Pick out every line in the entries below that contains the string "sleeve". Matches must agree in case.

========

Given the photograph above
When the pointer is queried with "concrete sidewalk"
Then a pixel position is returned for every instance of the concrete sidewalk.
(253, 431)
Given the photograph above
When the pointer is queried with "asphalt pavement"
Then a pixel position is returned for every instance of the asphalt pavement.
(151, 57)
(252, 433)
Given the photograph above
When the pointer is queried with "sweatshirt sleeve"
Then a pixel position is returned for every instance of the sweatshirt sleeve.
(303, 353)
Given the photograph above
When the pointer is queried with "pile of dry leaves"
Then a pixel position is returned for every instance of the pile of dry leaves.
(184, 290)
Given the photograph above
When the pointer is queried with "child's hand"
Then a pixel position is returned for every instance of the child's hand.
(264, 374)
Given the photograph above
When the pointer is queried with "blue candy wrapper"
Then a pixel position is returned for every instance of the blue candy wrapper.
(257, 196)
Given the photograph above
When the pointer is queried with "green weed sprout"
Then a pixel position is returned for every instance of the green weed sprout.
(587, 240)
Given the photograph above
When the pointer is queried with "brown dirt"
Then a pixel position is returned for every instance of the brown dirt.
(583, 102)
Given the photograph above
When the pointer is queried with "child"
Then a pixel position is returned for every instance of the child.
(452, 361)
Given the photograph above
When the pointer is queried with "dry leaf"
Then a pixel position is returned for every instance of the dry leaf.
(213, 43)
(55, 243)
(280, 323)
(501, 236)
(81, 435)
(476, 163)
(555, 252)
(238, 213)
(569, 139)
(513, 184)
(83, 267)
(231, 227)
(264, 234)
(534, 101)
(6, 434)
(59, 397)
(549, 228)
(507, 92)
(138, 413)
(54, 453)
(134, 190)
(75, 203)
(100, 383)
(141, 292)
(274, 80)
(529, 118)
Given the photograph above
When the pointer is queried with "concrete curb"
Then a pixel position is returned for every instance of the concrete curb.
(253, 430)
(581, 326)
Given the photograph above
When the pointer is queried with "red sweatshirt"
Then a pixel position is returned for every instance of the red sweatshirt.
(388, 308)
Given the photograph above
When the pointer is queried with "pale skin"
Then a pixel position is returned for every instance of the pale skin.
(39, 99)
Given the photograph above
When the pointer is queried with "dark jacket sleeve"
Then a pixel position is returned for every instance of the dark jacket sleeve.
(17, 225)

========

### CORRECT ANSWER
When the pointer is queried with "sweatshirt sleeve"
Then a pixel position is returned for every instance of the sweatshirt sleeve.
When the pointer is queried with "dark jacket sleeve"
Then a pixel position is returned for every instance of the dark jacket sleeve.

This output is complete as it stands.